→ Problem to solve
Every entry must come back exactly as it was written.

→ Available data

┄┄┄┄┄┄┄┄┄┄

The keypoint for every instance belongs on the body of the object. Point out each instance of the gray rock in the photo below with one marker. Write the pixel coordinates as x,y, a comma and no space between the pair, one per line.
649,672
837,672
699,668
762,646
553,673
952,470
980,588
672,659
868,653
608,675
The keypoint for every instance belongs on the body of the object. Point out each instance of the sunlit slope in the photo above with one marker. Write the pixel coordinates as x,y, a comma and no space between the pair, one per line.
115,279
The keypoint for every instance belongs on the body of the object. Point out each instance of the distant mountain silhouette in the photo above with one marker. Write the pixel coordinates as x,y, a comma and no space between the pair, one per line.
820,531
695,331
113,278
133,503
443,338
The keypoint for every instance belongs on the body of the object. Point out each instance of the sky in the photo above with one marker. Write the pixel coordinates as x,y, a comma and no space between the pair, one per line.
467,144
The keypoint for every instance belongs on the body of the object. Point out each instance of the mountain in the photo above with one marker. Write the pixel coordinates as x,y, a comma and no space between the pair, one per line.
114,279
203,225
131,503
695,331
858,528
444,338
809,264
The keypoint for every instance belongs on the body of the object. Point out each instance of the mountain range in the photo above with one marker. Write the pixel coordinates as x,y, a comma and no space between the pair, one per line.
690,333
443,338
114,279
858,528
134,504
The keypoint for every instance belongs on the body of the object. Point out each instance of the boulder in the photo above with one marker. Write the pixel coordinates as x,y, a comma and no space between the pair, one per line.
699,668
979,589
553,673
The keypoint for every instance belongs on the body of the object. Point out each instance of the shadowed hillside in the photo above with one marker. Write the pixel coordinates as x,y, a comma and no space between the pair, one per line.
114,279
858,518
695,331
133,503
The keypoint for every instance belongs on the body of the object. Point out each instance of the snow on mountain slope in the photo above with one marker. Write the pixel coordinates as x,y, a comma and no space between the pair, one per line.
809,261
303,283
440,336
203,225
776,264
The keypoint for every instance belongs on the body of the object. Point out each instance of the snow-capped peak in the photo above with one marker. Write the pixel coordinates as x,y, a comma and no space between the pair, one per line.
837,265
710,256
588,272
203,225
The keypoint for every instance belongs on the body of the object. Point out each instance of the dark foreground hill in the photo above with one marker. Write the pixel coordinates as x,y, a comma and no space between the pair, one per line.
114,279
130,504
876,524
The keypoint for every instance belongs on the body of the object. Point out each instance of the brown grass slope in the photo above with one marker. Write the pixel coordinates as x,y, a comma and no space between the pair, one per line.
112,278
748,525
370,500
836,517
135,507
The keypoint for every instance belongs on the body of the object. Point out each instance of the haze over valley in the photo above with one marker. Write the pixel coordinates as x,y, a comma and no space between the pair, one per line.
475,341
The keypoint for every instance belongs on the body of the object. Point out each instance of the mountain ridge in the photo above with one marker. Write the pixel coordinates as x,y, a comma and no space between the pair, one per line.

┄┄┄┄┄┄┄┄┄┄

→ Solution for this exercise
The keypoint for every instance belongs on the body of the object. Point out each instance of the gray rock in the photo below with one marker. Write the pixel coordinates as x,y, a comma and no space between the pair, one per line.
649,672
837,672
699,668
762,646
553,673
952,470
980,588
672,659
868,653
608,675
The keypoint for every instance belongs on the body of the object. Point out each instance of the sunlit slope in the photo above with one marker. Write the pixel coordinates as x,y, a comma and no space between the pair, one per line.
115,279
The keypoint for every instance belongs on the body of the object. Point out each instance of the distant mountain silhouette in the photo above with one marker. Write the pixel coordinates as x,y, a comma and no space between the pair, one per line.
820,531
695,331
113,278
133,503
443,338
The keypoint for every instance belongs on the body of the object. Point out each instance of the sky in the photo above with one marker. Write the pixel coordinates as x,y, a comma and no space between the pair, one per line.
467,144
The keypoint for every instance belongs on the body of the object. Point out each instance of the mountain in the photo above with one marker. Write the pixel coordinates as x,y, a comma and no space between the pair, one per line.
114,279
203,225
131,503
695,331
858,528
444,338
809,264
The keypoint for every instance belongs on the body of the object. Point out each instance of the mountain range in the photo above with one marker. Write the pixel coordinates as x,y, a comma and no space between the pair, one per line.
690,333
443,338
114,279
858,528
134,504
The keypoint for every instance belongs on the body of the object. Point out each instance of the boulder in the photo above with one marker. Write the pixel coordinates as x,y, a comma and no space between the pair, one per line.
699,668
979,589
553,673
The keypoint for every instance belongs on the body of the object. Point out each instance of the shadowed hillside in the photo above with one marker. Write the pixel coordinates as x,y, a comma and no space between the pair, one per line.
114,279
858,518
695,331
133,503
The keypoint for every instance belongs on the body of the object. Point out each instance of the snow on mountain slope in the photo above with one marker. Write the pixel coordinates as x,y, a comma and no space between the pair, one per line.
809,261
303,283
440,336
203,225
776,264
The keypoint for every instance belongs on the body of the object. Point out each instance of the snow-capped peak in the photo above with one marker. Write the pixel coordinates as x,y, a comma and no space between the pair, one per line.
837,265
710,256
588,272
203,225
The keypoint for every instance belongs on the body of the object. Point out each instance of the dark foreground hill in the photo above with one marker. Write the pixel coordinates as x,y, a comma and no space between the pair, one per line.
114,279
130,504
876,524
The keypoint for every instance belongs on the body of the object. Point out each instance of the brown grass slope in the photo above with one marker. Write the pixel coordinates as x,y, a comma and no space between the pair, one per line.
112,278
748,525
370,500
836,517
135,507
The keypoint for every instance belongs on the body of the object. Point out each instance of the haze over valley in the photo above with one marker. Write the pixel coordinates as x,y, a comma and no space between the pair, one per line.
475,341
The keypoint for every instance belongs on the body of the object. Point out each instance of the mountain ridge in the photo above with one marker. Write the pixel coordinates as x,y, a comma and no space between the pair, one per line.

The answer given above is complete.